§ About this exercise: Although the data below holds other lines too, output only those from the line with "Target: stone wall" up to and including the line with "Target: group of people", exactly as they appear.

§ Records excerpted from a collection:
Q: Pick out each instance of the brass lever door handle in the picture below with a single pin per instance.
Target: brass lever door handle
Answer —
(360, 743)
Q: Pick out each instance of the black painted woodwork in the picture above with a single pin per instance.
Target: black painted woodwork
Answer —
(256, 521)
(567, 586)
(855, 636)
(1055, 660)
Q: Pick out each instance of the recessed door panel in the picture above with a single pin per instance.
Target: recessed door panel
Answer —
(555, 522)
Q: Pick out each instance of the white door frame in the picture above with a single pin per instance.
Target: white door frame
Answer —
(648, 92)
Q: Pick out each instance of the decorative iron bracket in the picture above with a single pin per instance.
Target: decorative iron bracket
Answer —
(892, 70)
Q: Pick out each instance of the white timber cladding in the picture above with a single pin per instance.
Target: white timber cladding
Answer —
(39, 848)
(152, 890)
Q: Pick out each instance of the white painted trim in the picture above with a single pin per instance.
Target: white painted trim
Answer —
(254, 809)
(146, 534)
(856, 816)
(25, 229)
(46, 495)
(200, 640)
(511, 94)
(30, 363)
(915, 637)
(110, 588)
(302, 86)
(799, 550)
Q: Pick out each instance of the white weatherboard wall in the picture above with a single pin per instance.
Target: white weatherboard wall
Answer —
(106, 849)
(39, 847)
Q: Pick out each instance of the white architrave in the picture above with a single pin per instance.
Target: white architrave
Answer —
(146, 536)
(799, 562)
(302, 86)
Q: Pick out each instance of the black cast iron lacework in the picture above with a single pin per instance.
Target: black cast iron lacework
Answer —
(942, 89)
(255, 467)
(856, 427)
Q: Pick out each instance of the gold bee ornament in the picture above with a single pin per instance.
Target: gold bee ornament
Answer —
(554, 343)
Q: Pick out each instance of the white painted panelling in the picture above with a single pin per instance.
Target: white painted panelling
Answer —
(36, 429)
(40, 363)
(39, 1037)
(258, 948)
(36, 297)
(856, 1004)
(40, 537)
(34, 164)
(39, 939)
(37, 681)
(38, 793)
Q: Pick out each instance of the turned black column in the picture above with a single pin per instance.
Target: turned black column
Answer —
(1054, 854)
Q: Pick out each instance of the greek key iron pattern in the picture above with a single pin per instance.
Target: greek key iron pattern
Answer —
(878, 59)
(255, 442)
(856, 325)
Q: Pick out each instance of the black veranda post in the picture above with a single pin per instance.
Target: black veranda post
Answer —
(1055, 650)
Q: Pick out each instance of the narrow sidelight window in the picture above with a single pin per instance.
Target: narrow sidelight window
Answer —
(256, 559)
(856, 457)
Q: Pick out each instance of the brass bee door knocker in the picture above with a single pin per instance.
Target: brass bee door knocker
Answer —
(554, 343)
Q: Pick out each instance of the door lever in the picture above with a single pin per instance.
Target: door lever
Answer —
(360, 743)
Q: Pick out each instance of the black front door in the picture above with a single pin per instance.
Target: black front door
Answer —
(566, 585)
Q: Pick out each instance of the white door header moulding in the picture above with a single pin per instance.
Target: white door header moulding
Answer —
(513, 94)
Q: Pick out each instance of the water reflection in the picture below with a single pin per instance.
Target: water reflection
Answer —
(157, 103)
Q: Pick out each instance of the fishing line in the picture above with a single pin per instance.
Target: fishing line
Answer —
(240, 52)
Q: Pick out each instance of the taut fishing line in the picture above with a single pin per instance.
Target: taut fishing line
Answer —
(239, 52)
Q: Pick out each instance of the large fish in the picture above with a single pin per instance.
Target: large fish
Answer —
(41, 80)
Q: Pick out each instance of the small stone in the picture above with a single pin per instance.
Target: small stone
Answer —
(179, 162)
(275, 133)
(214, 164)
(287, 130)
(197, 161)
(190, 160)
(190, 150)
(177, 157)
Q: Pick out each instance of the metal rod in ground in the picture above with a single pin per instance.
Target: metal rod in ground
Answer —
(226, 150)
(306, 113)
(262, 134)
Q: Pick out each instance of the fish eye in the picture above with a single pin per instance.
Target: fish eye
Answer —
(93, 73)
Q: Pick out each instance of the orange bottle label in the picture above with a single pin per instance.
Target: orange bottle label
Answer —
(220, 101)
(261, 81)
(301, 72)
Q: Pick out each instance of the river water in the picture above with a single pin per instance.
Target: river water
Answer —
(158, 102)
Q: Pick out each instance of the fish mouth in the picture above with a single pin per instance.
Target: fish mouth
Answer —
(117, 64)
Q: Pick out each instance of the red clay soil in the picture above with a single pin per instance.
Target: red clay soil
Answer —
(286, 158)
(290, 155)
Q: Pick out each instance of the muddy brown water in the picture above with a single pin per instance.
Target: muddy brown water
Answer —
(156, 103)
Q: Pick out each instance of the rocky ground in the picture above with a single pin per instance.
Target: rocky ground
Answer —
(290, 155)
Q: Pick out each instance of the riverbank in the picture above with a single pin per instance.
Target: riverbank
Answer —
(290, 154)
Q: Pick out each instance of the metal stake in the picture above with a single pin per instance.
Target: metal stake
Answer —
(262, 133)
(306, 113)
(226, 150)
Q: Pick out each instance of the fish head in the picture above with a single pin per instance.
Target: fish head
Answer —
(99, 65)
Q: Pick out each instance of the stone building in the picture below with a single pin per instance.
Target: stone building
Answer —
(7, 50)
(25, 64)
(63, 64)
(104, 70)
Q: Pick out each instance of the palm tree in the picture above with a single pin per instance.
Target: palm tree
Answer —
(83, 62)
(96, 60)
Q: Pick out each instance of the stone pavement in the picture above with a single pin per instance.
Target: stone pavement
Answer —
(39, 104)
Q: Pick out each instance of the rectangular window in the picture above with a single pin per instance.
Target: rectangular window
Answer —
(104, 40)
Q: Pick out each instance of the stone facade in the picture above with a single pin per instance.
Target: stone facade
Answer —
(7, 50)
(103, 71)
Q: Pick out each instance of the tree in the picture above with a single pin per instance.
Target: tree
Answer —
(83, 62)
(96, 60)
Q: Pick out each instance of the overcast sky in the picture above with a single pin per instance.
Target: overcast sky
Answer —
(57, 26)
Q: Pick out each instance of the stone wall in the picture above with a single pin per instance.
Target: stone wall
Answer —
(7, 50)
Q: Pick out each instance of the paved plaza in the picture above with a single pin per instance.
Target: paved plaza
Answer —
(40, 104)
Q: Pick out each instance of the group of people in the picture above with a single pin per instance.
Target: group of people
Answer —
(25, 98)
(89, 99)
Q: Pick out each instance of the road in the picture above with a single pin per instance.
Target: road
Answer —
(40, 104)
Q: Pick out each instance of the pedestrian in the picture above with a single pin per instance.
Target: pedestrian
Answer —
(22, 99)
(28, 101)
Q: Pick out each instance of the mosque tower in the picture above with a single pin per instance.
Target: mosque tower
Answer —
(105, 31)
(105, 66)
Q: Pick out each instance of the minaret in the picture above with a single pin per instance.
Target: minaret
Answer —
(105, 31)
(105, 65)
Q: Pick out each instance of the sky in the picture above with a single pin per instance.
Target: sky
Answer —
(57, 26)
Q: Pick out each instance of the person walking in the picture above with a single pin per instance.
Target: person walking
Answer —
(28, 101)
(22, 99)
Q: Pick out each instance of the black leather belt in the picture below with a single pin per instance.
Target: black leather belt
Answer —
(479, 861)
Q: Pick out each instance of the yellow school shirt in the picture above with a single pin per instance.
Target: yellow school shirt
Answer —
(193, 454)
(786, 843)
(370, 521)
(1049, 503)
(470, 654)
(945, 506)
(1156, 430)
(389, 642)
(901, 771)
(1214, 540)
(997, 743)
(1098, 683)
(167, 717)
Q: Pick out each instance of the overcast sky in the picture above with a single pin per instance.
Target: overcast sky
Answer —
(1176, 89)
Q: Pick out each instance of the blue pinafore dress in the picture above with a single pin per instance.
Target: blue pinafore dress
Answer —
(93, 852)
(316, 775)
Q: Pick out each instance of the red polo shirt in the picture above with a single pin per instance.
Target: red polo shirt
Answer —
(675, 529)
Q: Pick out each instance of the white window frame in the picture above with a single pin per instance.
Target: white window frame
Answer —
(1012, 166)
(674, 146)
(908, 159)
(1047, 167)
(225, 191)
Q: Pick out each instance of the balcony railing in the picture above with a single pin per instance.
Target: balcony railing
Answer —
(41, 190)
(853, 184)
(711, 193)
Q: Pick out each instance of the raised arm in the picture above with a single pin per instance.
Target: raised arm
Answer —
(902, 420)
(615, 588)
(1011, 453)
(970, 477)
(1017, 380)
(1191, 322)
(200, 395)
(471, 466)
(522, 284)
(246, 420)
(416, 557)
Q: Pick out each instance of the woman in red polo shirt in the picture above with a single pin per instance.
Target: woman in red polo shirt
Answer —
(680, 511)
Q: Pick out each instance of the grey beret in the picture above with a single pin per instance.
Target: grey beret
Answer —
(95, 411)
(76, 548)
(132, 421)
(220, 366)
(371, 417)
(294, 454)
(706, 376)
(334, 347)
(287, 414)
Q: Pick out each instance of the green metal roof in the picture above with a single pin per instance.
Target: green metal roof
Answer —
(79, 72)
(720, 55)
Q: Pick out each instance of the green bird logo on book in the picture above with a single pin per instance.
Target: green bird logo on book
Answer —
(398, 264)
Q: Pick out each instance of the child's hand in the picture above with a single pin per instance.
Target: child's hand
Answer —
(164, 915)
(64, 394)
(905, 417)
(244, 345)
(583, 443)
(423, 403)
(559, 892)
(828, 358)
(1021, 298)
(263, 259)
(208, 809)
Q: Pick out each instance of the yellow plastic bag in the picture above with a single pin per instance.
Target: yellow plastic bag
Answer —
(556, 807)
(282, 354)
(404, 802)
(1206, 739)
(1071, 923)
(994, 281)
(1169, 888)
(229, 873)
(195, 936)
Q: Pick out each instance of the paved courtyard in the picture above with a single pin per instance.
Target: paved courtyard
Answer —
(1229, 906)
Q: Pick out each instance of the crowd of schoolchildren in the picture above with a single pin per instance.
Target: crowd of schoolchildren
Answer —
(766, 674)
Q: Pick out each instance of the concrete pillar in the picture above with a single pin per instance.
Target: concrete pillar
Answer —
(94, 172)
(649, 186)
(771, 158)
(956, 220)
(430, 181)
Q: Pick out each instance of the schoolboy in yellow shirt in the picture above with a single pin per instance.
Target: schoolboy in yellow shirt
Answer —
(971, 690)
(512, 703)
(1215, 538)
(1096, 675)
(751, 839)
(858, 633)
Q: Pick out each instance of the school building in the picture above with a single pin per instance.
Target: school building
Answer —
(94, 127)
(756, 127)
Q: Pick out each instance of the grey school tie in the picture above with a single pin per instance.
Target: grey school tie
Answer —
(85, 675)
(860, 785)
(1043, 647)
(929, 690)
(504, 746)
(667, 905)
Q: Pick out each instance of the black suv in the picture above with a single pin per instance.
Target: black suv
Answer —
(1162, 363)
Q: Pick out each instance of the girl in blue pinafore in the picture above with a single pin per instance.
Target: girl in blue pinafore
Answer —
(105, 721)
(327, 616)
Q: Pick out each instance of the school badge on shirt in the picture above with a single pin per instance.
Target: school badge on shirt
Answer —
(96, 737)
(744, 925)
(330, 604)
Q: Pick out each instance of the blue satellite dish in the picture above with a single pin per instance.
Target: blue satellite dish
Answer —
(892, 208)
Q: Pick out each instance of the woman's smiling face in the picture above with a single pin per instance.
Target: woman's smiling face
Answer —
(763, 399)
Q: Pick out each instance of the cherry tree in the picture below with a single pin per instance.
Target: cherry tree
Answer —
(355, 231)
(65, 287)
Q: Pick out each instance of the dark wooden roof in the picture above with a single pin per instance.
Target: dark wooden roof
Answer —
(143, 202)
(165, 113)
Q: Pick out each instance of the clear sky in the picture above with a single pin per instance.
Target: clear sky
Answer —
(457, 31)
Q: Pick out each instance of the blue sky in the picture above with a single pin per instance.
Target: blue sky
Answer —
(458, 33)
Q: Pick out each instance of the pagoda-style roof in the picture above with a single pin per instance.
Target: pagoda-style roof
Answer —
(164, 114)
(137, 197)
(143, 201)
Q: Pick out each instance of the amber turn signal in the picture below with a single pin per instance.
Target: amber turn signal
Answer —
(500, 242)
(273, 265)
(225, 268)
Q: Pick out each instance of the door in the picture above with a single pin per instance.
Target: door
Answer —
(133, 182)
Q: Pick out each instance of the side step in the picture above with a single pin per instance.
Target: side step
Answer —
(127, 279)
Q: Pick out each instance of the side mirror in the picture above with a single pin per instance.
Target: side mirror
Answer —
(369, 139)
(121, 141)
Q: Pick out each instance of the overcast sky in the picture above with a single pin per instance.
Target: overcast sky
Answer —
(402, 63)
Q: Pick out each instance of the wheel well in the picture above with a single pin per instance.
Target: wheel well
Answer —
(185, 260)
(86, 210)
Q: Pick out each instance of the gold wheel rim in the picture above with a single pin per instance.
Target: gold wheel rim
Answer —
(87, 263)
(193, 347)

§ Result for this task:
Target: stone wall
Answer —
(7, 50)
Q: Pick out each instance of the paved plaza in the picture above with a single pin per instance.
Target: paved plaza
Answer —
(40, 104)
Q: Pick out each instance of the group of people in the picture above with a single pin per instance.
Target: group of people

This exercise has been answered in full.